[Detection annotation records]

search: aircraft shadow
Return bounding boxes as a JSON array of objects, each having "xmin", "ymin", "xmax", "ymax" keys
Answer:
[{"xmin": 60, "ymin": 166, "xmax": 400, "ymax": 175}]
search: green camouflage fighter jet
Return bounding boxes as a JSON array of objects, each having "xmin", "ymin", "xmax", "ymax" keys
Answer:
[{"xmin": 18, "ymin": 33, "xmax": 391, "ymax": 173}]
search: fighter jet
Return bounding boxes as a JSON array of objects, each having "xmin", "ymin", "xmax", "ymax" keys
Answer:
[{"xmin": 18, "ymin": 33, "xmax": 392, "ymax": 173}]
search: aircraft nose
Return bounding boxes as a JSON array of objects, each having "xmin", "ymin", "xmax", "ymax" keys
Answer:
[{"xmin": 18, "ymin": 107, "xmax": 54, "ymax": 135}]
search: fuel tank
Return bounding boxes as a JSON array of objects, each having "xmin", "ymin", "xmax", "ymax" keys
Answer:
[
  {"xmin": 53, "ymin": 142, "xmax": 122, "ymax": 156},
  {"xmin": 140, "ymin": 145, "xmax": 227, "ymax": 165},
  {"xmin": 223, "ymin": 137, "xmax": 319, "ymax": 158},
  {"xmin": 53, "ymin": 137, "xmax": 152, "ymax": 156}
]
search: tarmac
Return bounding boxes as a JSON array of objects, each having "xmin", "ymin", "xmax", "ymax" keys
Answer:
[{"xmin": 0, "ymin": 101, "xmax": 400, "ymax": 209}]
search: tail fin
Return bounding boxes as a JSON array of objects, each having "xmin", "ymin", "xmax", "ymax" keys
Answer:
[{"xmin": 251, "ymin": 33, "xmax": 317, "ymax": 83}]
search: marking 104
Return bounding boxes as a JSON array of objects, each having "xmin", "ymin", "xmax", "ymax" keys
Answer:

Directions for this task
Write out again every line in the stretch of rows from the line containing "search: green camouflage fighter jet" through the end of the rows. Scale each bounding-box coordinate in the answers by 2 and round it to a whole number, with halves rounding up. Leave all other lines as they are.

Task answer
search: green camouflage fighter jet
Return bounding boxes as a JSON array of objects, each having "xmin", "ymin", "xmax", "ymax" keys
Answer:
[{"xmin": 36, "ymin": 66, "xmax": 782, "ymax": 346}]
search: fighter jet
Return bounding boxes as a JSON array of objects, each having "xmin", "ymin", "xmax", "ymax" keys
Answer:
[{"xmin": 36, "ymin": 66, "xmax": 784, "ymax": 346}]
search: aircraft nose
Return bounding boxes as a JSON array of objects, each having "xmin", "ymin", "xmax", "ymax" keys
Answer:
[{"xmin": 36, "ymin": 214, "xmax": 108, "ymax": 270}]
search: fuel tank
Return bounding boxes as a JSON array of objects, each having "xmin", "ymin", "xmax", "ymax" keys
Answer:
[
  {"xmin": 106, "ymin": 284, "xmax": 244, "ymax": 312},
  {"xmin": 280, "ymin": 290, "xmax": 454, "ymax": 330},
  {"xmin": 446, "ymin": 274, "xmax": 638, "ymax": 316},
  {"xmin": 106, "ymin": 274, "xmax": 304, "ymax": 312}
]
search: tarmac
Return bounding boxes as a JSON array of objects, each having "xmin", "ymin", "xmax", "ymax" keys
Answer:
[{"xmin": 0, "ymin": 202, "xmax": 800, "ymax": 418}]
search: tail fin
Return bounding boxes as a JSON array of objects, each having "xmin", "ymin", "xmax", "ymax" keys
Answer:
[{"xmin": 502, "ymin": 66, "xmax": 634, "ymax": 166}]
search: marking 104
Return bounding boxes as a JSON array of objects, each having "xmin", "ymin", "xmax", "ymax" keys
Answer:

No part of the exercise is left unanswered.